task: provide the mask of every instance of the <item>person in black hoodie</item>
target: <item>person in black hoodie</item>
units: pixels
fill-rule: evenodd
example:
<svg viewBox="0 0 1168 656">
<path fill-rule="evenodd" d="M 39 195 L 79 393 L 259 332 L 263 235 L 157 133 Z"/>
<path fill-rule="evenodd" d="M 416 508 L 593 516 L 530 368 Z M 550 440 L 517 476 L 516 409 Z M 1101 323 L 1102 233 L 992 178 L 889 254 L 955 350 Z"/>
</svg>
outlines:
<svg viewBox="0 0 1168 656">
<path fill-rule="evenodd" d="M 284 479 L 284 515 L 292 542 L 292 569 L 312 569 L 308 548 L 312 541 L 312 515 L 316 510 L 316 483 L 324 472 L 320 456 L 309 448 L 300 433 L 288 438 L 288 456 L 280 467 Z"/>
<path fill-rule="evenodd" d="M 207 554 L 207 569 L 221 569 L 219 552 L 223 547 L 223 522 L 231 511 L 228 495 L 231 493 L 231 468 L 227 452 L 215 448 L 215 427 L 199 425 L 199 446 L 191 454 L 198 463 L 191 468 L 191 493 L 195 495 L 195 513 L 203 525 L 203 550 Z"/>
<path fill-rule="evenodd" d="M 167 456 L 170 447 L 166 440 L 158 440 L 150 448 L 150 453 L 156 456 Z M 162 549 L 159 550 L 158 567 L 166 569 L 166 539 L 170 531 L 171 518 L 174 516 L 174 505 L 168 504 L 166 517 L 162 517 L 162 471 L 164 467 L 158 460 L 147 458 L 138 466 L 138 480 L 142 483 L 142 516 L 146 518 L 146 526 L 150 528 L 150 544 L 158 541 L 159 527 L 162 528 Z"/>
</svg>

> **PROBLEM TO SOLVE**: Wherever a line holds the word "black", copy that line out of the entries above.

> **PROBLEM SOLUTION**:
task: provide the mask of every instance of the <item>person in black hoodie</item>
target: <item>person in black hoodie</item>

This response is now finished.